Image point annotation entries:
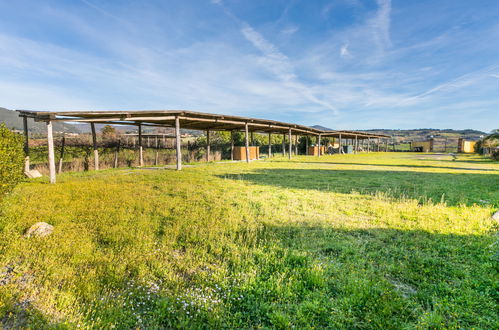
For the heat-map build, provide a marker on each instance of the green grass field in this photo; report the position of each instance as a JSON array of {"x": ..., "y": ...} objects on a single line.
[{"x": 376, "y": 240}]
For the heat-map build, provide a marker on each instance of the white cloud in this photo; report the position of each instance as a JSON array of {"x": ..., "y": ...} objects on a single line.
[
  {"x": 380, "y": 24},
  {"x": 344, "y": 50}
]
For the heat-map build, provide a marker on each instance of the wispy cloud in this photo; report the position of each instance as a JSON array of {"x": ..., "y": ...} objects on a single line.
[
  {"x": 280, "y": 65},
  {"x": 462, "y": 81},
  {"x": 344, "y": 50},
  {"x": 380, "y": 24}
]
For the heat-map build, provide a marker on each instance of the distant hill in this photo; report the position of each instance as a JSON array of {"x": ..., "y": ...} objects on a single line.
[
  {"x": 13, "y": 121},
  {"x": 321, "y": 128}
]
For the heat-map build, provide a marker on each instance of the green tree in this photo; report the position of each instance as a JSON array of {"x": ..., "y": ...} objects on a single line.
[{"x": 11, "y": 159}]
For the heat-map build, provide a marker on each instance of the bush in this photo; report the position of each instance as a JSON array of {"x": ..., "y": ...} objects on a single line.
[{"x": 11, "y": 159}]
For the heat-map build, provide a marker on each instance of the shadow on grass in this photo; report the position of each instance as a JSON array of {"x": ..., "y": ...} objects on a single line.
[
  {"x": 394, "y": 278},
  {"x": 401, "y": 165},
  {"x": 452, "y": 188}
]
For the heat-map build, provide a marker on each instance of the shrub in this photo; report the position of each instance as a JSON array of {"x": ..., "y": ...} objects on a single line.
[{"x": 11, "y": 159}]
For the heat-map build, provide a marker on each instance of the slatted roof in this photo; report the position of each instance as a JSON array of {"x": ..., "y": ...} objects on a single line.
[{"x": 188, "y": 120}]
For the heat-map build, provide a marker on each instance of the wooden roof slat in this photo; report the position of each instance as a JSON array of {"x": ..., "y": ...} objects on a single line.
[{"x": 189, "y": 119}]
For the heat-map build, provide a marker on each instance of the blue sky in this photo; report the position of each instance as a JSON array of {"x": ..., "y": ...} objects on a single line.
[{"x": 345, "y": 64}]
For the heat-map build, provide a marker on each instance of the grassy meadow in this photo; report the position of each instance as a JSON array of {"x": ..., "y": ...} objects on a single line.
[{"x": 380, "y": 240}]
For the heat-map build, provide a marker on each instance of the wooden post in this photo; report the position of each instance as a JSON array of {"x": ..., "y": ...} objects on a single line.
[
  {"x": 340, "y": 145},
  {"x": 141, "y": 153},
  {"x": 207, "y": 145},
  {"x": 63, "y": 142},
  {"x": 270, "y": 144},
  {"x": 50, "y": 142},
  {"x": 116, "y": 153},
  {"x": 178, "y": 143},
  {"x": 284, "y": 145},
  {"x": 246, "y": 137},
  {"x": 319, "y": 146},
  {"x": 26, "y": 144},
  {"x": 231, "y": 145},
  {"x": 94, "y": 143},
  {"x": 156, "y": 153}
]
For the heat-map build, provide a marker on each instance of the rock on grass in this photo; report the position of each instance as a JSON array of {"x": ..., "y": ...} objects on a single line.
[{"x": 39, "y": 229}]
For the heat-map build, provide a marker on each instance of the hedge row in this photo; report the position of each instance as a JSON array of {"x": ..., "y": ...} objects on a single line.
[{"x": 11, "y": 159}]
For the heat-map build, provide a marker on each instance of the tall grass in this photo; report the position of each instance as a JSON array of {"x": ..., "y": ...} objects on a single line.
[{"x": 355, "y": 241}]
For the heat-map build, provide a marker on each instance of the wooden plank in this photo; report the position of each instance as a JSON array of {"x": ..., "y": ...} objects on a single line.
[
  {"x": 94, "y": 143},
  {"x": 246, "y": 137},
  {"x": 141, "y": 151},
  {"x": 340, "y": 144},
  {"x": 61, "y": 156},
  {"x": 207, "y": 145},
  {"x": 284, "y": 145},
  {"x": 319, "y": 145},
  {"x": 156, "y": 152},
  {"x": 50, "y": 142},
  {"x": 270, "y": 145},
  {"x": 26, "y": 144},
  {"x": 178, "y": 143},
  {"x": 117, "y": 153},
  {"x": 231, "y": 145}
]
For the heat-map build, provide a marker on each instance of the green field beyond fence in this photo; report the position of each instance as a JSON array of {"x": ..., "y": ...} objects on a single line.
[{"x": 380, "y": 240}]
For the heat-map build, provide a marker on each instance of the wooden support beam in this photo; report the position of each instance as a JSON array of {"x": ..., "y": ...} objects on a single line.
[
  {"x": 178, "y": 143},
  {"x": 208, "y": 145},
  {"x": 270, "y": 145},
  {"x": 231, "y": 145},
  {"x": 50, "y": 142},
  {"x": 26, "y": 144},
  {"x": 340, "y": 141},
  {"x": 284, "y": 145},
  {"x": 246, "y": 137},
  {"x": 61, "y": 156},
  {"x": 319, "y": 145},
  {"x": 156, "y": 152},
  {"x": 141, "y": 151},
  {"x": 94, "y": 144},
  {"x": 117, "y": 153}
]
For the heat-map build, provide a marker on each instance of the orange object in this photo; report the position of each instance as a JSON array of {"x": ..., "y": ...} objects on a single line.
[{"x": 240, "y": 153}]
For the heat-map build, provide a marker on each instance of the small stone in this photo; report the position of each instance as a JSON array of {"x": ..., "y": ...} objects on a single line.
[{"x": 39, "y": 229}]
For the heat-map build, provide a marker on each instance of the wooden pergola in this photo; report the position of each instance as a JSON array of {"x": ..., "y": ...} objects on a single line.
[{"x": 178, "y": 119}]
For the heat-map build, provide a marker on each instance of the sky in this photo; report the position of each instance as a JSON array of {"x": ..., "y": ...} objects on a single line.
[{"x": 343, "y": 64}]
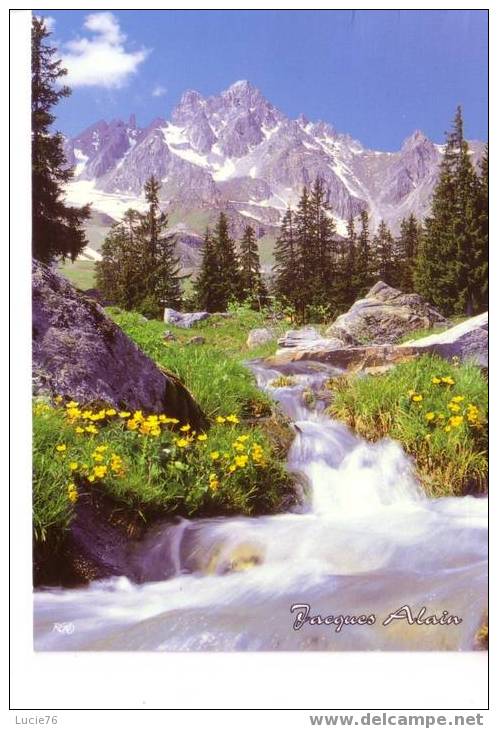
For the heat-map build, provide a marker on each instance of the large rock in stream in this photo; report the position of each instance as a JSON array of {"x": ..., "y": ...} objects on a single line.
[
  {"x": 383, "y": 316},
  {"x": 78, "y": 352},
  {"x": 468, "y": 341}
]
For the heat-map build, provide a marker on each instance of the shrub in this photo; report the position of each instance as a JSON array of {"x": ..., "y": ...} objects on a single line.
[{"x": 438, "y": 412}]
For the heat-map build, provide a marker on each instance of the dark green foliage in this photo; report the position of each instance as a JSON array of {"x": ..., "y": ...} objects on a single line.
[
  {"x": 406, "y": 249},
  {"x": 57, "y": 227},
  {"x": 206, "y": 293},
  {"x": 139, "y": 269},
  {"x": 385, "y": 266},
  {"x": 252, "y": 288},
  {"x": 219, "y": 281},
  {"x": 451, "y": 269}
]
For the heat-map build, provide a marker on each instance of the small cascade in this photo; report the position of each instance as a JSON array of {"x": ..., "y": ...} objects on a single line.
[{"x": 369, "y": 542}]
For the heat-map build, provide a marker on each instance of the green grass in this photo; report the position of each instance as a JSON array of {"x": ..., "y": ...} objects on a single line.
[
  {"x": 447, "y": 439},
  {"x": 79, "y": 273},
  {"x": 148, "y": 466},
  {"x": 166, "y": 471},
  {"x": 214, "y": 372}
]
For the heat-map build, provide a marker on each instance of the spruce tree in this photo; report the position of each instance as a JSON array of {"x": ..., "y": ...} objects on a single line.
[
  {"x": 228, "y": 283},
  {"x": 284, "y": 269},
  {"x": 451, "y": 243},
  {"x": 57, "y": 228},
  {"x": 160, "y": 265},
  {"x": 252, "y": 288},
  {"x": 406, "y": 249},
  {"x": 207, "y": 283},
  {"x": 363, "y": 273},
  {"x": 384, "y": 263}
]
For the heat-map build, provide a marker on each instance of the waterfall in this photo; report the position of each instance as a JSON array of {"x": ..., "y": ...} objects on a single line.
[{"x": 367, "y": 543}]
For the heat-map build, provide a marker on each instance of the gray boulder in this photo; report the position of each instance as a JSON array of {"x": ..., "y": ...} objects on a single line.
[
  {"x": 383, "y": 316},
  {"x": 308, "y": 339},
  {"x": 185, "y": 321},
  {"x": 467, "y": 341},
  {"x": 79, "y": 353},
  {"x": 256, "y": 337}
]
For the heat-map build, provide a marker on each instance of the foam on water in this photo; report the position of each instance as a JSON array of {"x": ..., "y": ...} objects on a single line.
[{"x": 368, "y": 543}]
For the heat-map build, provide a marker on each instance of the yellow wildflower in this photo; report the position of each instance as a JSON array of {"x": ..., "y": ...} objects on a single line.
[{"x": 72, "y": 492}]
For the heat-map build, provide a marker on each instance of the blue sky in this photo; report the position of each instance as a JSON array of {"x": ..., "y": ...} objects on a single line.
[{"x": 377, "y": 75}]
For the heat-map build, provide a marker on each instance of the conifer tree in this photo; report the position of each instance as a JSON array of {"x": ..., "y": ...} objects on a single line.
[
  {"x": 363, "y": 273},
  {"x": 160, "y": 268},
  {"x": 406, "y": 249},
  {"x": 385, "y": 265},
  {"x": 228, "y": 284},
  {"x": 284, "y": 269},
  {"x": 451, "y": 244},
  {"x": 207, "y": 282},
  {"x": 57, "y": 228},
  {"x": 252, "y": 288},
  {"x": 139, "y": 268}
]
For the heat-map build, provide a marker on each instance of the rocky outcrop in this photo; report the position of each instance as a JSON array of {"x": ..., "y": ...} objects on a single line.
[
  {"x": 383, "y": 316},
  {"x": 185, "y": 321},
  {"x": 467, "y": 341},
  {"x": 79, "y": 353},
  {"x": 256, "y": 337}
]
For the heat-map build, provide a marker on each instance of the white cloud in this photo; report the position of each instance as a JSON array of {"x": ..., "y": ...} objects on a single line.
[
  {"x": 101, "y": 59},
  {"x": 159, "y": 90},
  {"x": 49, "y": 22}
]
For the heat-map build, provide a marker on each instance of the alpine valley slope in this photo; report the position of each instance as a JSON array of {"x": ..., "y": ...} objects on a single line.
[{"x": 238, "y": 153}]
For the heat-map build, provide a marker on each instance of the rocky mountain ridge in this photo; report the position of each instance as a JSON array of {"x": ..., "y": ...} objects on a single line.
[{"x": 237, "y": 152}]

*WHAT TO WORK ON*. Each line from the one containing "of the alpine" through the end of the entries, both included, is to be returned exactly, with no other lines.

*WRITTEN REPLY*.
For the heat-map build, provide a marker on each instance of the alpine valley slope in this photo; report the position of each instance as a JSON array of {"x": ..., "y": ...} objects on a single line.
[{"x": 238, "y": 153}]
For the heat-map build, provide a marker on each instance of the rocky mountain ridge in this photo; report the position of each instance as a JSON array of {"x": ..., "y": ...} objects on a single line.
[{"x": 237, "y": 152}]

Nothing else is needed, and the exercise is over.